## Consignes de l'exercice:
(1) D'après le texte sur le Chat Noir, qui a composé l'hymne de ce cabaret ?
(2) Veuillez rédiger la suite du texte sur le Chat Noir, à partir de sa dernière phrase.

## Texte à examiner:
···
Bref, le Chat Noir était un lieu légendaire, symbole d’une époque fameuse et féconde, où des artistes, des écrivains, des poètes, des chansonniers, certains méconnus ou oubliés aujourd’hui, d’autres n’étant plus à présenter, annonçaient, chacun à sa manière, les signes précurseurs des avant-gardes qui allaient ponctuer le 20e siècle. Voici donc quelques titres sur le sujet à vous mettre sous la dent.

Arts et plaisirs à Montmartre
Le premier titre, Autour du Chat Noir. Arts et plaisirs à Montmartre 1880-1910, nous en donne à voir à la pelletée. Un sublime catalogue d’exposition révélant, sur le plan pictural, la vivacité de l’époque. Décors de théâtre d’ombres, affiches de spectacle, d’exposition et de théâtre, couvertures de revues, tableaux, caricatures, etc. Tout est là, exprimant le vigoureux décloisonnement des disciplines et des genres par des artistes talentueux qui, dans un même élan, ouvraient l’art à la rue et inversement. La variété des œuvres présentées autant que la qualité des textes en font un incontournable pour qui s’intéresse à cet univers fourmillant. Ayant pour axe principal, comme son titre l’indique, l’activité qui battait son plein au sein du Chat Noir, l’ouvrage ne se limite pas à ce seul endroit, mais propose un tour d’horizon de ce qui faisait la pluie et le beau temps de la bohème artistique montmartroise d’alors. D’autres cabarets tels que le Mirliton (du chansonnier Aristide Bruant, compositeur de l’hymne du Chat Noir, grande figure de l’époque immortalisée par Toulouse-Lautrec avec son chapeau noir et son écharpe rouge) ou bien encore le Lapin Agile, toujours debout, rue Saint-Vincent, sont aussi à l’honneur.
···
## Enregistrements:
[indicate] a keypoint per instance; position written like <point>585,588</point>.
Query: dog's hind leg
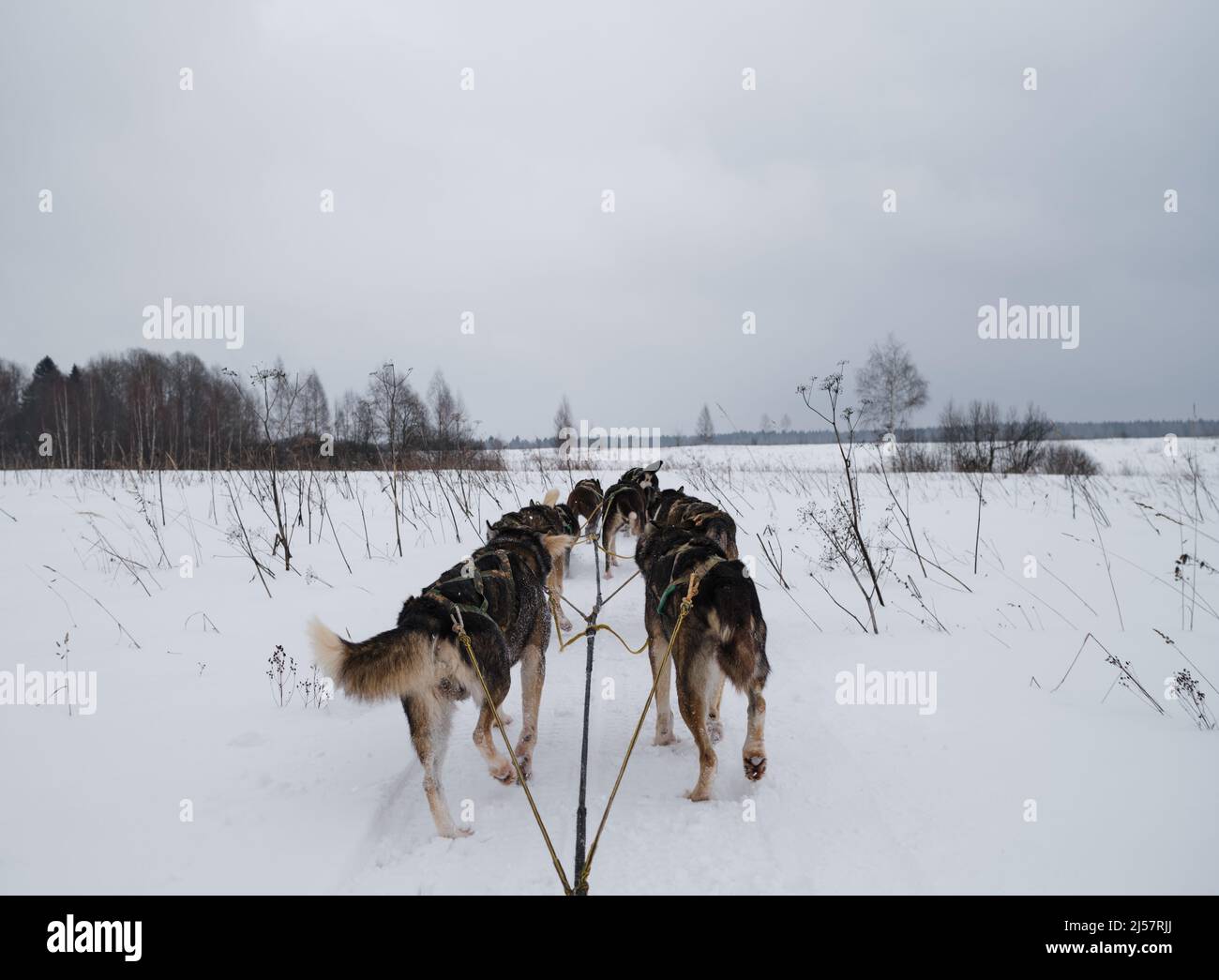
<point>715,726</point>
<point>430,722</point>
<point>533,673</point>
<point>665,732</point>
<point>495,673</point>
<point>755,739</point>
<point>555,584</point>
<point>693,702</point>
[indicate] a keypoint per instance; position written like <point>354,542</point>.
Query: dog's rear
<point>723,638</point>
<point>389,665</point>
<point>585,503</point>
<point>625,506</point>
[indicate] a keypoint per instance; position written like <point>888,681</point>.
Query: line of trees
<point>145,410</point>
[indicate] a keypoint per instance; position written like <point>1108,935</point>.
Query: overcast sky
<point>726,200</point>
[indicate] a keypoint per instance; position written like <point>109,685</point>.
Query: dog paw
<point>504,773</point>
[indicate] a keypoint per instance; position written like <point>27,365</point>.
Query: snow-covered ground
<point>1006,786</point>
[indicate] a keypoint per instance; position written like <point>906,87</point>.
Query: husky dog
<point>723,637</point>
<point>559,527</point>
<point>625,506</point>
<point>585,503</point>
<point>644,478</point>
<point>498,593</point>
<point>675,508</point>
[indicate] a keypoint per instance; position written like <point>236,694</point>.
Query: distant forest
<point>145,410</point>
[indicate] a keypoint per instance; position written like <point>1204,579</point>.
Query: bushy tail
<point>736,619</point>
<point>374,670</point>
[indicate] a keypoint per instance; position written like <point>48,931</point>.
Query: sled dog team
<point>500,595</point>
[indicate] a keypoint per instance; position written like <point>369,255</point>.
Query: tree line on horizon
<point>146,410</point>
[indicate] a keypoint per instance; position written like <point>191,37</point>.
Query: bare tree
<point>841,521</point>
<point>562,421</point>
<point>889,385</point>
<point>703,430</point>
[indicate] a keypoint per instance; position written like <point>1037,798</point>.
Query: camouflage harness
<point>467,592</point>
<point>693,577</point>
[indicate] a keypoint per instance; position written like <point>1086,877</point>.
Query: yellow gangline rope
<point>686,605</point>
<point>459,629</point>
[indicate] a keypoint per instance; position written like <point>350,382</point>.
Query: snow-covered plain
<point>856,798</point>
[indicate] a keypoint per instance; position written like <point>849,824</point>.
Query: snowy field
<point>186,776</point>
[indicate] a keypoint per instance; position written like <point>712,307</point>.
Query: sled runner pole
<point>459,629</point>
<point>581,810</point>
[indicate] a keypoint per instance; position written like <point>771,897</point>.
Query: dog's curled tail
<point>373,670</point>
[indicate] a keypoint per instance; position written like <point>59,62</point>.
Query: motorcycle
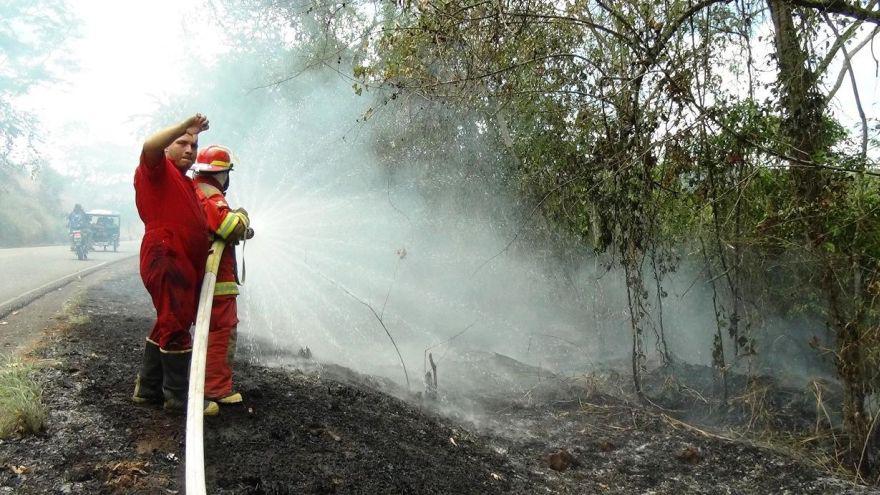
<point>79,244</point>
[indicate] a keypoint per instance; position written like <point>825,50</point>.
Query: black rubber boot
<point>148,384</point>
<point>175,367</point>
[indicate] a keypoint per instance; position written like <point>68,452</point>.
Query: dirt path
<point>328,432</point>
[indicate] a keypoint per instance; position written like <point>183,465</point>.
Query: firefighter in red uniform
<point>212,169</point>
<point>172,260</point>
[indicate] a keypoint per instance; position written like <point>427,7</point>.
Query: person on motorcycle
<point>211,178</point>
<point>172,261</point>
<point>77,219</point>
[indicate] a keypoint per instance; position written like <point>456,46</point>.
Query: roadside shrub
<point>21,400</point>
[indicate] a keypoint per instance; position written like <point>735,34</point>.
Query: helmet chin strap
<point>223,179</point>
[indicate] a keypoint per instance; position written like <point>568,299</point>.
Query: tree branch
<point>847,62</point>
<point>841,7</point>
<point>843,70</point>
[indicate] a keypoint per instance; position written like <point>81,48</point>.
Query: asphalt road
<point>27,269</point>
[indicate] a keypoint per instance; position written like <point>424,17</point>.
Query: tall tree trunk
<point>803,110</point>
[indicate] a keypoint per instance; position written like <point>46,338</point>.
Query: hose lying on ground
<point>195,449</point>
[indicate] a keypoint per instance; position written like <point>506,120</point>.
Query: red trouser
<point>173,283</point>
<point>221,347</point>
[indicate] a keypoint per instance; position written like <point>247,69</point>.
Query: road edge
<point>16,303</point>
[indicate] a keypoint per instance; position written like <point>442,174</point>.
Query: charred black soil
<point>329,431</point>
···
## Réponses numérotées:
(1) Le chansonnier Aristide Bruant.

(2)
Les poètes du Chat Noir
Tout aussi foisonnante, une anthologie simplement intitulée Les poètes du Chat Noir donne à lire un impressionnant choix de textes poétiques, d’une large palette de tons et de formes. La plupart ont été publiés dans les pages de la revue Le Chat Noir, certains même récités, performés, voire chantés sur les planches du cabaret. À l’instar de l’ouvrage présenté ci-haut, la qualité du texte d’introduction, signé André Velter, est d’une générosité plus que louable. Y abondent les anecdotes venant jeter une lumière crue sur l’âme du lieu. Quant aux textes qui composent l’anthologie, on peut y lire les paroles d’un Bruant en train de fixer les paramètres de la chanson réaliste ou les facéties ingénieuses d’Alphonse Allais, à mon avis, un des plus grands écrivains humoristiques! Et feuilletant le tout, croisant là un Sonnet honteux d’Edmond Haraucourt, ici un madrigal signé Verlaine, on tombe par hasard sur la prose de Stéphane Mallarmé ou bien sur les pensées hilarantes et décapantes du déroutant Erik Satie (« L’homme est aussi fait pour rêver que moi pour avoir une jambe de bois »).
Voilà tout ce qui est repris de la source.